WORK REQUIRED: Beginning with the opening line of the entries, return every line through the one containing "x=377 y=230", both included, and nothing else. Omit pictures.

====================

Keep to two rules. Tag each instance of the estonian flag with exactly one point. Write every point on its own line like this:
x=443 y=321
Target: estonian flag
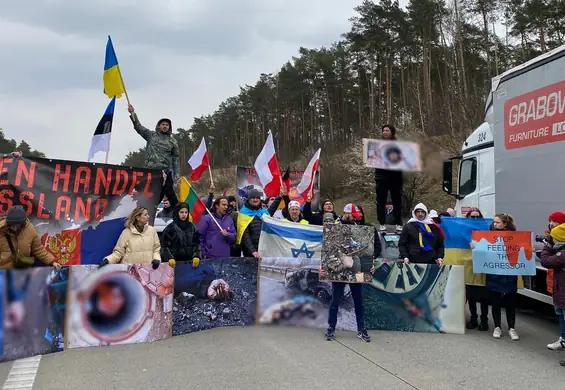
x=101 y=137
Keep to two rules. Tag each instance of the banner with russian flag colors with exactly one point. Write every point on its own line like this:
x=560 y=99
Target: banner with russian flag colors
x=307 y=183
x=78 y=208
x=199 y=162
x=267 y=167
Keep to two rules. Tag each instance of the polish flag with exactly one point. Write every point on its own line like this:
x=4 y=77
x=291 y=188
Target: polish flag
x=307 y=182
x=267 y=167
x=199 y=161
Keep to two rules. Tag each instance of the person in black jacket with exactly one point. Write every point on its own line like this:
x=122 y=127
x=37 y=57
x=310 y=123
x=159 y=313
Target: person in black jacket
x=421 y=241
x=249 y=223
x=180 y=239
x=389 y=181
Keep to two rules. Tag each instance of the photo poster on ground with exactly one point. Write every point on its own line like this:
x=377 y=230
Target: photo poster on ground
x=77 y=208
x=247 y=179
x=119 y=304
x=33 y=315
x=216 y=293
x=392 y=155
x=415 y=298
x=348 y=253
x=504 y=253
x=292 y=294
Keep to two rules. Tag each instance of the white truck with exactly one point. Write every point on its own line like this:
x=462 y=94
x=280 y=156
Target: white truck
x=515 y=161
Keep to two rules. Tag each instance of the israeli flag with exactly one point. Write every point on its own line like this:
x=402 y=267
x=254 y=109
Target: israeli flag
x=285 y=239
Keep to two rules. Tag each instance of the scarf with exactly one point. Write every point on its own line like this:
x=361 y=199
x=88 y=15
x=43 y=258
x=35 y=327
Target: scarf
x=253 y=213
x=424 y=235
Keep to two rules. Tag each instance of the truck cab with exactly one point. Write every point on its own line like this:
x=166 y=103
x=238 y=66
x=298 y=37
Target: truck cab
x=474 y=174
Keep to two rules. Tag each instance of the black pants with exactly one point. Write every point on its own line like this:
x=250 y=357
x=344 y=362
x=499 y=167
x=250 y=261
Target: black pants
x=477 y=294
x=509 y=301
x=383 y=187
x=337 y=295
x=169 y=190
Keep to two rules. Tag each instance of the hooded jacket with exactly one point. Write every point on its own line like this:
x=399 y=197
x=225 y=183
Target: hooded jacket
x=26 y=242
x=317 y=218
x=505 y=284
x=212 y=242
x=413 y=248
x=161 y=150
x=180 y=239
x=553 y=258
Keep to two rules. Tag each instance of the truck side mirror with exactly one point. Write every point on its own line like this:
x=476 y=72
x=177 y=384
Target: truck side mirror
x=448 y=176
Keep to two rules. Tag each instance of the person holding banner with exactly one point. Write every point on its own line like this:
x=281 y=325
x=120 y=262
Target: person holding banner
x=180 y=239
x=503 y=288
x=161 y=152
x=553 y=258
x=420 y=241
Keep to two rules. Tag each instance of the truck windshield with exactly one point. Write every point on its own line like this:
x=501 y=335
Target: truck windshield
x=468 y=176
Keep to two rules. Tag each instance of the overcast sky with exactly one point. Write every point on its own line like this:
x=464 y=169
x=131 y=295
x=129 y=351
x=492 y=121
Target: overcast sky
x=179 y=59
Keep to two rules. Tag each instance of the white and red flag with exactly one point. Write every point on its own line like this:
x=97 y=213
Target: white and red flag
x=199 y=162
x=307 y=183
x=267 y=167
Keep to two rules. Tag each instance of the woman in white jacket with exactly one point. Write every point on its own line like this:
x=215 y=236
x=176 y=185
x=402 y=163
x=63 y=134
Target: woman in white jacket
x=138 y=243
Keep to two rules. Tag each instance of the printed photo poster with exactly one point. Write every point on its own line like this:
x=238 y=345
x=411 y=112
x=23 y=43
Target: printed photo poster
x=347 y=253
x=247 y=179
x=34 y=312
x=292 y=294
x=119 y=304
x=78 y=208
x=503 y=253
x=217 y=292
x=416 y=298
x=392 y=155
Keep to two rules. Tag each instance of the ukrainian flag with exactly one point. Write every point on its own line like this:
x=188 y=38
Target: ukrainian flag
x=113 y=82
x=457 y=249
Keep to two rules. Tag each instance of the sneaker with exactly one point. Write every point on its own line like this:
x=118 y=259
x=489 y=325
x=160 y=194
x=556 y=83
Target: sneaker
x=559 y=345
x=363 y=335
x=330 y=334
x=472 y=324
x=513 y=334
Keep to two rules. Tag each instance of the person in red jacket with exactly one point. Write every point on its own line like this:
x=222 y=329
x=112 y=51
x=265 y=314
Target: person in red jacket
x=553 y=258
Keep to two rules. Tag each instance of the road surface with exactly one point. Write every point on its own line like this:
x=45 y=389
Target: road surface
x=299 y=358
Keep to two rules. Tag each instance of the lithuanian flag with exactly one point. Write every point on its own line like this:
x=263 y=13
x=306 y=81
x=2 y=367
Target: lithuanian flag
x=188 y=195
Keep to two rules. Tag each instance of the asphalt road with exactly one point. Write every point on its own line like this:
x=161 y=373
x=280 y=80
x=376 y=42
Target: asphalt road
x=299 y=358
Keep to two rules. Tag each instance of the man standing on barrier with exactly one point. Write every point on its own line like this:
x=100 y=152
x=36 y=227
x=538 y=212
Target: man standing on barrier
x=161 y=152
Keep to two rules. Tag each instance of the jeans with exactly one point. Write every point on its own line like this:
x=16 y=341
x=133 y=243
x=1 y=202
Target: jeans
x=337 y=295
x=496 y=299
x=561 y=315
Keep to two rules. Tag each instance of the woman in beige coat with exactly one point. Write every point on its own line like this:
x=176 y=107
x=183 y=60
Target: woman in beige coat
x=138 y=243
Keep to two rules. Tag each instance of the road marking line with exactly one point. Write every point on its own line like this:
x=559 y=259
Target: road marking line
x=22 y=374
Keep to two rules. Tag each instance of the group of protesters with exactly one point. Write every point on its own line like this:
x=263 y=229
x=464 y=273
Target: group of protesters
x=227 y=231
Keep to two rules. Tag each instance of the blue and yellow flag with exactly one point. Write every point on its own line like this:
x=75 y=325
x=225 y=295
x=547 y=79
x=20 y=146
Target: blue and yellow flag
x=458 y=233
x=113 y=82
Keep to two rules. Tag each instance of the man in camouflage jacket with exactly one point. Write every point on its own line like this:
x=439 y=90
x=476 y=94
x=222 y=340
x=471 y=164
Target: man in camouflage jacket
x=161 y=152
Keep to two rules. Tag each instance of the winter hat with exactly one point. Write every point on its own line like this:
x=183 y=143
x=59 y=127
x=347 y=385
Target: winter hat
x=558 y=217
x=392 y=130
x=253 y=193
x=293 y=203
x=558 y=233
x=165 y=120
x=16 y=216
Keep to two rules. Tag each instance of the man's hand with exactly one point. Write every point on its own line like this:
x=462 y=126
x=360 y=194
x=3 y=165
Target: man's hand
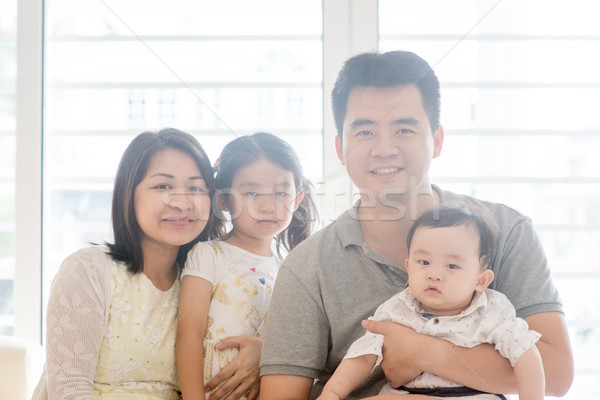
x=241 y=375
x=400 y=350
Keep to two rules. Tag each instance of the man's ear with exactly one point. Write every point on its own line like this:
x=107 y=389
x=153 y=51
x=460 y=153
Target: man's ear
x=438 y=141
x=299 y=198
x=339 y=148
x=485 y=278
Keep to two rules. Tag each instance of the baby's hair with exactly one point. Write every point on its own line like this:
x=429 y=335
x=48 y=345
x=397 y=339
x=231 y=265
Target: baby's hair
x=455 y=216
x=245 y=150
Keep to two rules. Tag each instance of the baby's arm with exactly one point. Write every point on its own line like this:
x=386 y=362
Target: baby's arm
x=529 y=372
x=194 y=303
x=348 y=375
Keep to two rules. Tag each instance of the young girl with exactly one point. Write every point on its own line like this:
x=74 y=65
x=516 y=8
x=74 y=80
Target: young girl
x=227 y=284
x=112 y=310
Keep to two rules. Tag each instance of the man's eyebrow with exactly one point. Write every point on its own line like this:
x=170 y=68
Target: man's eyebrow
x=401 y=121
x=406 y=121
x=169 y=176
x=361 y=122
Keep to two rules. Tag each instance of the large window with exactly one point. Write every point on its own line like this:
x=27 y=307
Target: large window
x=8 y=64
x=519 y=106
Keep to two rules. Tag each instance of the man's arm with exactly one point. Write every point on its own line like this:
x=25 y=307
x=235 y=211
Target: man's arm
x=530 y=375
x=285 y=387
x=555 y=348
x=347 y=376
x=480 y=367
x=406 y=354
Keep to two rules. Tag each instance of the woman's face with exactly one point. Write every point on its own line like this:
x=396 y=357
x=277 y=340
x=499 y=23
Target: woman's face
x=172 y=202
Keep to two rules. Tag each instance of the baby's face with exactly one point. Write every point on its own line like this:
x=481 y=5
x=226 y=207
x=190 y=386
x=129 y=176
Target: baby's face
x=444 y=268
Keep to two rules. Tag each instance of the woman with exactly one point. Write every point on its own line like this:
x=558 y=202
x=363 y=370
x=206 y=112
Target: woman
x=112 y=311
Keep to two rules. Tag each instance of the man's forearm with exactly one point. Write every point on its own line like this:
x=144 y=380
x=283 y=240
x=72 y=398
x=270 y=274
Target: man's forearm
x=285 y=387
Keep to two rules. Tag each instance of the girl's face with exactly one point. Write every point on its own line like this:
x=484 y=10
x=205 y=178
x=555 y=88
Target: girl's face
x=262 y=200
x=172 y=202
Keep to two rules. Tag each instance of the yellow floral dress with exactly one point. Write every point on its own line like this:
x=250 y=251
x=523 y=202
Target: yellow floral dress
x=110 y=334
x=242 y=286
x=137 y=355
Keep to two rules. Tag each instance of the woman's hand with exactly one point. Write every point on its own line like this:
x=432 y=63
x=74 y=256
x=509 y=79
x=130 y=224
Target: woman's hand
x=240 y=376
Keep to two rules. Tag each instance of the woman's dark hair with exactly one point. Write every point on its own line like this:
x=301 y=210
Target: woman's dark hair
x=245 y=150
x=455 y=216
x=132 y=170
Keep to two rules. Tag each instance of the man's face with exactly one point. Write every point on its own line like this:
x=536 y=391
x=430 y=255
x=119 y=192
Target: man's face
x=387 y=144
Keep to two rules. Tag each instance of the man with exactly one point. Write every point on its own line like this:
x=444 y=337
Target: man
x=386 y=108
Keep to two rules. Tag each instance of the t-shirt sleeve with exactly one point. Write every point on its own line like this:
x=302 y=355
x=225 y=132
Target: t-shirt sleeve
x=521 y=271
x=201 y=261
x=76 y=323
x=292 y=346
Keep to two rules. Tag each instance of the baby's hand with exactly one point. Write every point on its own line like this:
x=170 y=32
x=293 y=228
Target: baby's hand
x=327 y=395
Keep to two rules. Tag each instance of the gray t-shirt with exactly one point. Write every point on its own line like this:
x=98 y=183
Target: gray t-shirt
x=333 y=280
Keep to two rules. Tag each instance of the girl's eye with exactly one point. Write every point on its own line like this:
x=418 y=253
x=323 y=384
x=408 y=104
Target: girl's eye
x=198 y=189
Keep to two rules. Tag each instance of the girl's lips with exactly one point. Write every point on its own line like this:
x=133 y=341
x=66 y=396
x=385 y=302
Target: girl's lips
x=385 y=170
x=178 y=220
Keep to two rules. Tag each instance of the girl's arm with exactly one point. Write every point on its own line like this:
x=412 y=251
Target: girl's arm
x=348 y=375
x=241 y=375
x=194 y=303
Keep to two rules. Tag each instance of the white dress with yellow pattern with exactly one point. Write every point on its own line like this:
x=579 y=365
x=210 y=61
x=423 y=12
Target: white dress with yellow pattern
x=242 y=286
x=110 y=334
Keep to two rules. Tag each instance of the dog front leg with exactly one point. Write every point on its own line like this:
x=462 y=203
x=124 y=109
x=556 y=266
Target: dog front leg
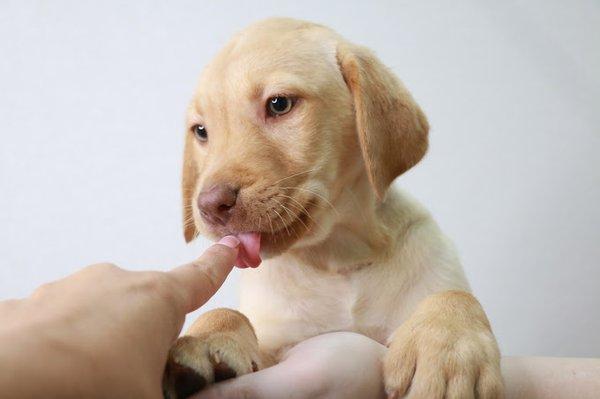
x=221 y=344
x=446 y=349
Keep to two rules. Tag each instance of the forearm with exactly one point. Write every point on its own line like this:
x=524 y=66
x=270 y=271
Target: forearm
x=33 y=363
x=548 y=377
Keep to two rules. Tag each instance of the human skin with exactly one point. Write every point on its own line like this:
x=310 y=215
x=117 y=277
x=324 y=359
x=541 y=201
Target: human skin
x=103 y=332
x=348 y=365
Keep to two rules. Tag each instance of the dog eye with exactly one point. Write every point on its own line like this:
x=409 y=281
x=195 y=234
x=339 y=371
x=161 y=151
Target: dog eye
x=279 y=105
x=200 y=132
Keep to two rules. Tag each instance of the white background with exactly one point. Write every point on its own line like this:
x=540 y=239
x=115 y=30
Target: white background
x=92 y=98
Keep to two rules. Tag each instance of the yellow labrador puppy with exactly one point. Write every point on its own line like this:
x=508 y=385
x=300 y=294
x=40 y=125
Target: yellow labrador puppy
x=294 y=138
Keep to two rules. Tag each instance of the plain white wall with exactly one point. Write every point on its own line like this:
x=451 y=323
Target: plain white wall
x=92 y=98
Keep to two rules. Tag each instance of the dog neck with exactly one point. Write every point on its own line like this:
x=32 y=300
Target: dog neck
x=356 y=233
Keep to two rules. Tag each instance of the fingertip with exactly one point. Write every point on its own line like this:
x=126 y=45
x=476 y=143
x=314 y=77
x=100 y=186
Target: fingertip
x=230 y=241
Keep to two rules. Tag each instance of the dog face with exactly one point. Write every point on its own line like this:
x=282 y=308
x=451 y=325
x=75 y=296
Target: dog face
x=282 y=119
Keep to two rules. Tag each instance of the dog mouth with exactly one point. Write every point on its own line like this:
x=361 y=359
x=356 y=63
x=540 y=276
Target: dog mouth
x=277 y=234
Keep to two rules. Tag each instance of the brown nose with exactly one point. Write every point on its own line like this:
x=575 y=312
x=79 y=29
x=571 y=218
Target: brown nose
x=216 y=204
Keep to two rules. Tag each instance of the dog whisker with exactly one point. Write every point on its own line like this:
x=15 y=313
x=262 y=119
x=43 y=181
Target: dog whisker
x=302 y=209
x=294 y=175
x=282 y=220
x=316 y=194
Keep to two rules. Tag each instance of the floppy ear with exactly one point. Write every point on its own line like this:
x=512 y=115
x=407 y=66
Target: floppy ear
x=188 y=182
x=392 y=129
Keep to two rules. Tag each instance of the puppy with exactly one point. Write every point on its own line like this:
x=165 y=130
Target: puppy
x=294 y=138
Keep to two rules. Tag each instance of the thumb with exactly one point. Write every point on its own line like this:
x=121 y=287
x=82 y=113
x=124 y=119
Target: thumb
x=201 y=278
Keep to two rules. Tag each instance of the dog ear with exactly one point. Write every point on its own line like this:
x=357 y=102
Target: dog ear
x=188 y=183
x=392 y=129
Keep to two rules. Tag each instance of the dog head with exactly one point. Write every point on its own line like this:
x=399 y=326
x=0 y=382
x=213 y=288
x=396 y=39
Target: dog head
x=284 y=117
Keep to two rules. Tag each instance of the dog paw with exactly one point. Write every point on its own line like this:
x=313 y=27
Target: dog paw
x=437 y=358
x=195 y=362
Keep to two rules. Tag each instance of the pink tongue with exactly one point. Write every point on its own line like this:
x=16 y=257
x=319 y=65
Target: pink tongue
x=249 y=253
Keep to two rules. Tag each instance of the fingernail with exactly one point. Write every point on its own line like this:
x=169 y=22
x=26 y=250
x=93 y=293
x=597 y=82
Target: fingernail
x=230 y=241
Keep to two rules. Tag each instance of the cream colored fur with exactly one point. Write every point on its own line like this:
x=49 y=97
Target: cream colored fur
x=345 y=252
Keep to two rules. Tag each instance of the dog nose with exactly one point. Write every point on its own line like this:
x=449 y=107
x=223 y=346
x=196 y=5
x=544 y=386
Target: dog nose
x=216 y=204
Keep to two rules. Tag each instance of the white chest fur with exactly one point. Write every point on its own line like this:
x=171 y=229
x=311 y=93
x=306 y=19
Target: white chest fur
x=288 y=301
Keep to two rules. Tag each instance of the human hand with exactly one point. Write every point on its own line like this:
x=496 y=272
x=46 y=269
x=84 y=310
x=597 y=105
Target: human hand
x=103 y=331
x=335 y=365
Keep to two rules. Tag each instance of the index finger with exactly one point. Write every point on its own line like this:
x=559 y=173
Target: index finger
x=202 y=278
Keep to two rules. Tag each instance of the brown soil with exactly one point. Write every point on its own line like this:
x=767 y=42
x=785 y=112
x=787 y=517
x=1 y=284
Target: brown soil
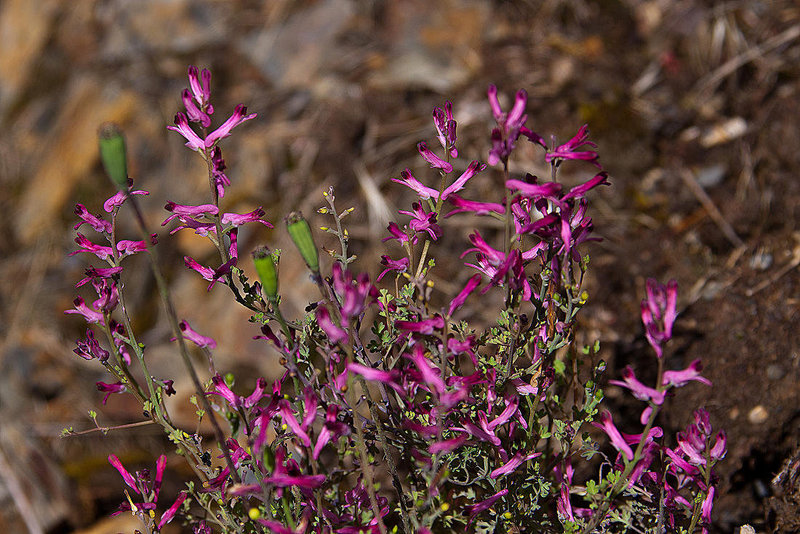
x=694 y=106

====================

ANSWER BOX:
Keep to two rules. Tag each instance of the estonian flag with exactly one point. Write every point on its own line like this:
x=443 y=321
Target: estonian flag
x=101 y=137
Keep to two rules. Tag each instance of the banner with russian flag colors with exactly one point. Write every point on its own line like this:
x=560 y=99
Target: banner with russian flag colors
x=307 y=183
x=78 y=208
x=199 y=162
x=267 y=167
Keep to two rules. Tag each instance of the polish flag with exactly one point. Write every point on its own line like this:
x=4 y=77
x=291 y=188
Target: polish flag
x=307 y=182
x=267 y=167
x=199 y=161
Keep to two rules. Tag each instance of the person in black jacket with exactly one point. Write every point on its own line like this:
x=122 y=127
x=37 y=57
x=310 y=123
x=159 y=313
Target: person in black jacket
x=421 y=241
x=249 y=223
x=180 y=239
x=389 y=181
Keep to two rules. Tag each instance of the photo poster on ground with exactly one point. Write every point on its own line like this:
x=377 y=230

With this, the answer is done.